Work to be completed: Please collect every line of the material below that contains the word "post", and copy each of those lines in full.

Stored data:
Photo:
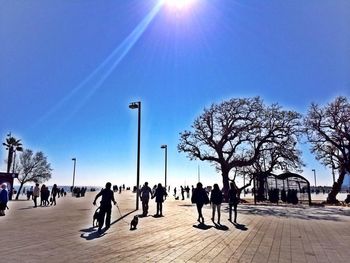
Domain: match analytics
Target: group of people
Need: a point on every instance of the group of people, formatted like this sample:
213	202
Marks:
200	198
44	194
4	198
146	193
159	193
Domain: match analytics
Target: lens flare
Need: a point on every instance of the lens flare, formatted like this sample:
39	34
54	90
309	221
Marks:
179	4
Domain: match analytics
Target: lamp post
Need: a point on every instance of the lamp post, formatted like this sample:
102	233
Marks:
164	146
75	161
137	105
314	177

...

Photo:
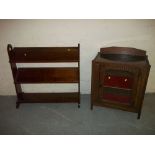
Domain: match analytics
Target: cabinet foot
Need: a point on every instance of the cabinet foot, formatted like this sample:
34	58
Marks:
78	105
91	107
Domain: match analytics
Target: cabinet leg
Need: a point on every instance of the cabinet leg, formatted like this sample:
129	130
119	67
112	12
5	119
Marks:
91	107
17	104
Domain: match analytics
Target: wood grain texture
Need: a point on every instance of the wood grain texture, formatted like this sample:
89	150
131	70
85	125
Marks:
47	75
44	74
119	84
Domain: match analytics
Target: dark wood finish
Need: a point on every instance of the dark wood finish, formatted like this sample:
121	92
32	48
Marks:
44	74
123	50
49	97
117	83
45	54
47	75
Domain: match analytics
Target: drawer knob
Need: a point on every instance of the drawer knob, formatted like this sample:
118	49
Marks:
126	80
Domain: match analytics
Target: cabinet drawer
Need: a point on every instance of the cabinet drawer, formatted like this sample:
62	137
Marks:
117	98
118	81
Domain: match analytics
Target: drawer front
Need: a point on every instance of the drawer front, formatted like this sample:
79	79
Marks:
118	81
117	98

...

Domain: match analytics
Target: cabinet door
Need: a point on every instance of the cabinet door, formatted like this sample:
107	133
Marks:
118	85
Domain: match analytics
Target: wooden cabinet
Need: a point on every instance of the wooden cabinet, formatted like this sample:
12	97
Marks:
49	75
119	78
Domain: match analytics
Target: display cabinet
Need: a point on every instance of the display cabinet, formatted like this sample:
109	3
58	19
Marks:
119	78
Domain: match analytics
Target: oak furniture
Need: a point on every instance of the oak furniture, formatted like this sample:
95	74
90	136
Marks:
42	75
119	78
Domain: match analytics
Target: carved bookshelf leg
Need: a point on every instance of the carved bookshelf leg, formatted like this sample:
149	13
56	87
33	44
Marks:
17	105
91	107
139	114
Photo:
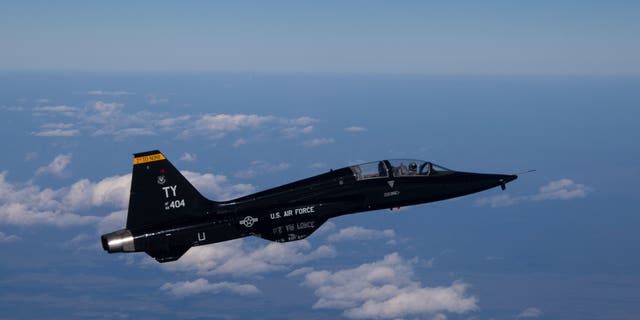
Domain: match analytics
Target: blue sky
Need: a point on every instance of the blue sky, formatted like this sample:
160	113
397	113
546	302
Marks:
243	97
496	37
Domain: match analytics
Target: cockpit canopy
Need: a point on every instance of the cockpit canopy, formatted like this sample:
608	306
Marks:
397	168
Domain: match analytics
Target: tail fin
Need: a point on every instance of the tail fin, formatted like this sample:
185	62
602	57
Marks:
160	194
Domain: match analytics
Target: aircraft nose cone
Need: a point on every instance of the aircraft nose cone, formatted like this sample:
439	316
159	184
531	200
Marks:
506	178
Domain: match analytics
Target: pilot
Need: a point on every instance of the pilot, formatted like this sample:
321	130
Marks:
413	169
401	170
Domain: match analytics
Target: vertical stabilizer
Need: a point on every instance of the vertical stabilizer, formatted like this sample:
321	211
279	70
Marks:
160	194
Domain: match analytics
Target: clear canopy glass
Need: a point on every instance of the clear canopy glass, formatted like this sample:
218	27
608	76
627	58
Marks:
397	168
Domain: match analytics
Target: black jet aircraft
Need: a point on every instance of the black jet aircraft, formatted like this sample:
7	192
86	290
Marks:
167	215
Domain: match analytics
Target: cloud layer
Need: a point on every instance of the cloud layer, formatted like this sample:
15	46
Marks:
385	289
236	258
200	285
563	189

Full output:
Target: lamp post
Need: a point on every instance of the lamp post, formatted like this sample:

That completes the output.